Martian banana for scale

I wrote a plan for placing a mile-long image of a banana on Mars to be used as an antenna and telemetry tool in visual recognition systems. The plan was submitted to a comment box on Space X’s website, and, so, no longer mine, it is free to the public. Should cost less than $1 billion. What a deal!


Martian Banana

Is it possible to place a banana for scale aboard a spacecraft going to Mars, something made of 20nm Mylar  that could be unfurled on a spool over the course of a mile?

Design

It would weigh about, at .5 grams per sq. ft for structure and fabric, so, at 1320 ft x 5280 foot (5:264) scale of standard 3 inch * 9 inch banana, we are looking at roughly 6,969,600 sq. feet of fabric that is 20 nm thick, which, folded nine times, would yield a piece of fabric that was 880 foot to a side, which could be folded in half 8 times and result in a 2.67732128599 inch cube of 20 nm thick Mylar, without any additional paint.

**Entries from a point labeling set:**
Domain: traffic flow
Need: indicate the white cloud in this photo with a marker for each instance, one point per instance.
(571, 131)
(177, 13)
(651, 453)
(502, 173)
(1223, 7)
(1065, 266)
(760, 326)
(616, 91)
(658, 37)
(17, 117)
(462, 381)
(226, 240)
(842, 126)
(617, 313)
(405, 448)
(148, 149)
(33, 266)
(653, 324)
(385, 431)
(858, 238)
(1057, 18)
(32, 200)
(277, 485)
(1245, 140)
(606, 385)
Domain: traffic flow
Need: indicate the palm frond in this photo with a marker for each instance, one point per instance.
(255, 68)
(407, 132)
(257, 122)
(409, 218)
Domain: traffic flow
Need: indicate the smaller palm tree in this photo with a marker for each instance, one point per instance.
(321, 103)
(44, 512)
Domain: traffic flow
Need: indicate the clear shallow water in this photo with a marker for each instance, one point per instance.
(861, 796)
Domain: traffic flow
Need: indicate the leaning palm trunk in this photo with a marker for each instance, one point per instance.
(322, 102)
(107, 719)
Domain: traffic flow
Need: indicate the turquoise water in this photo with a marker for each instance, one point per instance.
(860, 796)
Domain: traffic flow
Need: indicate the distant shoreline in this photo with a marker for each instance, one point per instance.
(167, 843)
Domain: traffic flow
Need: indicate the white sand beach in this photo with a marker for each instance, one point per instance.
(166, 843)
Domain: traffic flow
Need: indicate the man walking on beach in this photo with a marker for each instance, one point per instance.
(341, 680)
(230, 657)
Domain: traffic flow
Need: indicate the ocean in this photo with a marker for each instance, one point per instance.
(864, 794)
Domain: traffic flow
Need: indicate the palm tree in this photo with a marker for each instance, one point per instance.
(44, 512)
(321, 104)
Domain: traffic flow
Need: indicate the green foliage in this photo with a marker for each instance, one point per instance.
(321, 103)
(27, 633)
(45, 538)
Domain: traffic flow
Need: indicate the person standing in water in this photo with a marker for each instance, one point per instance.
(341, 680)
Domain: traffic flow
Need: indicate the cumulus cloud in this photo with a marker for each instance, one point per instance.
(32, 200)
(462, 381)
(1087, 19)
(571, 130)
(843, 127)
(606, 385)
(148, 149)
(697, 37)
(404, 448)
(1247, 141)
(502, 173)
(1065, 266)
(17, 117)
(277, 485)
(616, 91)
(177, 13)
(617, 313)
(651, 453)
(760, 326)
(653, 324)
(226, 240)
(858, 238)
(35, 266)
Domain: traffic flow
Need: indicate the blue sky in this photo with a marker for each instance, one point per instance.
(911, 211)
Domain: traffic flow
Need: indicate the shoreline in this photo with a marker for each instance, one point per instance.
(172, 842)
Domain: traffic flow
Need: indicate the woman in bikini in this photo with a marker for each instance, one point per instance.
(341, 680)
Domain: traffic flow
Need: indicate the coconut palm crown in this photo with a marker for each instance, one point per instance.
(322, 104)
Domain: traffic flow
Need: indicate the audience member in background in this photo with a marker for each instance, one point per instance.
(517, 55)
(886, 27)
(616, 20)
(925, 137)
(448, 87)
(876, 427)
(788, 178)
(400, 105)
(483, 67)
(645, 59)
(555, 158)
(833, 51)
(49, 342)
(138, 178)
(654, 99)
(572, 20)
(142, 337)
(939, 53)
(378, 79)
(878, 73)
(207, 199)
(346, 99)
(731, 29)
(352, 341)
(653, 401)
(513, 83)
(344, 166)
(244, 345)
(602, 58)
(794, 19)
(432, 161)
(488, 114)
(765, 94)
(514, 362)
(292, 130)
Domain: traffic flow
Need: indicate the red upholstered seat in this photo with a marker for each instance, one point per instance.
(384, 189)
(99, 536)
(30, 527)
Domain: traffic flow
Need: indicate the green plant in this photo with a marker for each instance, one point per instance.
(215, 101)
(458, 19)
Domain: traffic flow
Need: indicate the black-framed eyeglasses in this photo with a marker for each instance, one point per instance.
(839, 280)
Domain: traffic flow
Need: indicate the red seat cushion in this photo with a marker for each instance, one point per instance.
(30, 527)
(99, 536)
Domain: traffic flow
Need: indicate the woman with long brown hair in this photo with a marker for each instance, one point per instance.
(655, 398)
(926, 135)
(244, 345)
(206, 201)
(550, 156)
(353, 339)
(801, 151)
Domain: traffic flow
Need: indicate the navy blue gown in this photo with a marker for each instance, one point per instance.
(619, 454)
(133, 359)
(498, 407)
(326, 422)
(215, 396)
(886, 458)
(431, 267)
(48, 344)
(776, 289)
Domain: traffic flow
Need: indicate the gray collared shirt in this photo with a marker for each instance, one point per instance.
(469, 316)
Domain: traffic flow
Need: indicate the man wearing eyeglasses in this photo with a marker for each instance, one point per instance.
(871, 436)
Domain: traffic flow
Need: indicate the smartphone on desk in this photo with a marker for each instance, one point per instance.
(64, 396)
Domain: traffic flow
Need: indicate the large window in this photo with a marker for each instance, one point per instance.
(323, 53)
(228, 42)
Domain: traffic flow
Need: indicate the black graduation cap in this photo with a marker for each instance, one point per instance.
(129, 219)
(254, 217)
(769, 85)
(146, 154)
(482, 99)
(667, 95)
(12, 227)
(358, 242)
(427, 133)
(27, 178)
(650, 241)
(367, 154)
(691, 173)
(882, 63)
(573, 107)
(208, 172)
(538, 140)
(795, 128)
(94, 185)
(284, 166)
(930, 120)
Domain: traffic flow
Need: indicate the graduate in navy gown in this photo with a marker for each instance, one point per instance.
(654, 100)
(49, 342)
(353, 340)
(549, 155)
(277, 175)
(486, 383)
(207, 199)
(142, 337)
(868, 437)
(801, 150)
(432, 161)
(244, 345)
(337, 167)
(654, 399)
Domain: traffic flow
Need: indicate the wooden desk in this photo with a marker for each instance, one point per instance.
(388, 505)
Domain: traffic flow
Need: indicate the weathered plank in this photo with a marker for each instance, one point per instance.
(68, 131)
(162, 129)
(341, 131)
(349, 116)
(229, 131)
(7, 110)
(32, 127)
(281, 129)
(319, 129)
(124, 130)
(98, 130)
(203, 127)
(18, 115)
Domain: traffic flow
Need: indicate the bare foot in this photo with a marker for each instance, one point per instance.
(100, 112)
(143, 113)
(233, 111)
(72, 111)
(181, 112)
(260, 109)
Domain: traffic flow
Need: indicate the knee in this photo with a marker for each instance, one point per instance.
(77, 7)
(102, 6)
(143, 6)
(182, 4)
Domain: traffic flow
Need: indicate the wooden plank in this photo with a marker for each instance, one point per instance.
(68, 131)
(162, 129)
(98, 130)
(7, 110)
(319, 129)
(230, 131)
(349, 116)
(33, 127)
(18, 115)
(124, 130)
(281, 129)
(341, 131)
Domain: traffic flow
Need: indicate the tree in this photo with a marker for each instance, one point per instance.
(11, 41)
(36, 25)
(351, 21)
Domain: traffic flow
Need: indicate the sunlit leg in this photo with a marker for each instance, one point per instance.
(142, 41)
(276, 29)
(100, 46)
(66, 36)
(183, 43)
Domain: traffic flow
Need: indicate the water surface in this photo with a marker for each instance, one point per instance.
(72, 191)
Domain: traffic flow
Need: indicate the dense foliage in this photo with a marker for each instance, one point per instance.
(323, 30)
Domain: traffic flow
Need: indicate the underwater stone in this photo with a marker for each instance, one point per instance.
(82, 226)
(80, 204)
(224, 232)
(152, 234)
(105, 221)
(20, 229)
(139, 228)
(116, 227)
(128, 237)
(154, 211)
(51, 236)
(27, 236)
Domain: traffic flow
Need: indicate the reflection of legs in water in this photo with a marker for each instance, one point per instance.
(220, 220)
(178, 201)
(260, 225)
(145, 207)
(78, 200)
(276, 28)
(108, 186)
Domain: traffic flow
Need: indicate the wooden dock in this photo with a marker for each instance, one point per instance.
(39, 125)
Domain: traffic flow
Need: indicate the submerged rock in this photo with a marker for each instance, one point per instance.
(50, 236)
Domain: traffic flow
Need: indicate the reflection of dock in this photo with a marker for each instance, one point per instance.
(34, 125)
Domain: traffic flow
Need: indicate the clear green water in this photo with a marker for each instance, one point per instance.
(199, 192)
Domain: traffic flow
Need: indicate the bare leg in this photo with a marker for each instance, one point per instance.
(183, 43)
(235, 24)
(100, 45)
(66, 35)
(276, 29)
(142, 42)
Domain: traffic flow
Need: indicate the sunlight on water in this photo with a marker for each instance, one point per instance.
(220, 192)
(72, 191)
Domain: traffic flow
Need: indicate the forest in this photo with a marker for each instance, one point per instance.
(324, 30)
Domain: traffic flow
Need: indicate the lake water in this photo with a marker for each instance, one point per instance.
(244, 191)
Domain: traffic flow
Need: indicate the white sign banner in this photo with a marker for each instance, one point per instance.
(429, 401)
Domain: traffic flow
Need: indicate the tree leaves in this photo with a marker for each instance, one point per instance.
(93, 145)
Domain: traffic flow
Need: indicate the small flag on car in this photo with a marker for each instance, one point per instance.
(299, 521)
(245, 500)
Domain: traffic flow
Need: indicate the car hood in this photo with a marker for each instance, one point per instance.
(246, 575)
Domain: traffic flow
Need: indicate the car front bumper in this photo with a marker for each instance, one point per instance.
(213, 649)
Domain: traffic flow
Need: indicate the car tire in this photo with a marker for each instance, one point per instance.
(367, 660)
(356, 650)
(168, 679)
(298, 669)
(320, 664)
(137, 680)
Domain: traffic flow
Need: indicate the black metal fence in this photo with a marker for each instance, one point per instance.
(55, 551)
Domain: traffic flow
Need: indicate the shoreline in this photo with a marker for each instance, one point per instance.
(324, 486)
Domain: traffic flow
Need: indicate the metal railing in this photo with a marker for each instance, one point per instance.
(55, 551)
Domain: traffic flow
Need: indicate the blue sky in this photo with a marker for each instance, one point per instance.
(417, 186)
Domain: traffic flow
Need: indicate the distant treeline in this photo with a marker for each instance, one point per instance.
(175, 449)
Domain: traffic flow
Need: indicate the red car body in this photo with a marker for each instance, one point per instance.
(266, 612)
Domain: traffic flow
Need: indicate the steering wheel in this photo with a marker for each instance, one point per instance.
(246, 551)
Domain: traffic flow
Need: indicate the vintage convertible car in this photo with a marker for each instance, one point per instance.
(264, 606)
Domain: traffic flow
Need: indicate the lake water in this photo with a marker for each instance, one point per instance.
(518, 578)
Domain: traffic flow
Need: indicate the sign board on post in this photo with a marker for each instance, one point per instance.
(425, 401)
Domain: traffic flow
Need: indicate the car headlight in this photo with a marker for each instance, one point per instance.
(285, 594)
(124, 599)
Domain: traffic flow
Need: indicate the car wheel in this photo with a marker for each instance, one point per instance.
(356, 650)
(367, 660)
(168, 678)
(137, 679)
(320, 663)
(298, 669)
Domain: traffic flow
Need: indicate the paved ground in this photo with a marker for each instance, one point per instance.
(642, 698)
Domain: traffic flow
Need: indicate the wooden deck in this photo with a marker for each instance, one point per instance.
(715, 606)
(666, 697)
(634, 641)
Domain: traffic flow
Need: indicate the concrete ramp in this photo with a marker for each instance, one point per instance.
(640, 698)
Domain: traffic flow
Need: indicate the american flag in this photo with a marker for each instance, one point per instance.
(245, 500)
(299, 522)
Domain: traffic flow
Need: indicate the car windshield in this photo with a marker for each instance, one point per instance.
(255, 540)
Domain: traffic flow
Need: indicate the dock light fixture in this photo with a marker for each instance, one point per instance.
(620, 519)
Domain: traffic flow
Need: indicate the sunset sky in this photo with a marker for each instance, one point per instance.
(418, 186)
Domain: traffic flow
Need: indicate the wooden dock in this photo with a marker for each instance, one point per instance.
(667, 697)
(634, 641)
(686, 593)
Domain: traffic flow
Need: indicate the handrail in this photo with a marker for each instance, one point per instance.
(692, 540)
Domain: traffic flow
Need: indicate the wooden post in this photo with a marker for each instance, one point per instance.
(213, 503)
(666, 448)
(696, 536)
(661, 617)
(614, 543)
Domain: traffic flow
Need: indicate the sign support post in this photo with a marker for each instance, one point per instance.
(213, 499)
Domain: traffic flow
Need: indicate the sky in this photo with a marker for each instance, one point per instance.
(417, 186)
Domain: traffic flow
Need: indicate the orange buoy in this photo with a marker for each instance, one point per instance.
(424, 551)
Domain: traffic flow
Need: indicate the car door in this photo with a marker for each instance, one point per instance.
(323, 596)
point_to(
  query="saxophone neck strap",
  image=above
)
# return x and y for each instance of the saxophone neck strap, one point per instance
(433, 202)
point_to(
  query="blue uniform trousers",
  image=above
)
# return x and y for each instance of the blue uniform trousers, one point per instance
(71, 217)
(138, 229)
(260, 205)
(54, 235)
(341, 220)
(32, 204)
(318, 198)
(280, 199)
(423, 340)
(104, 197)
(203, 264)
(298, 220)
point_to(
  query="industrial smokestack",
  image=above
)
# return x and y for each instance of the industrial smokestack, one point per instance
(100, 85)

**Given exercise:**
Please state where the Martian banana plan was submitted. The entries above are separate material, unrelated to the Martian banana plan.

**Solution for this problem:**
To a comment box on Space X’s website.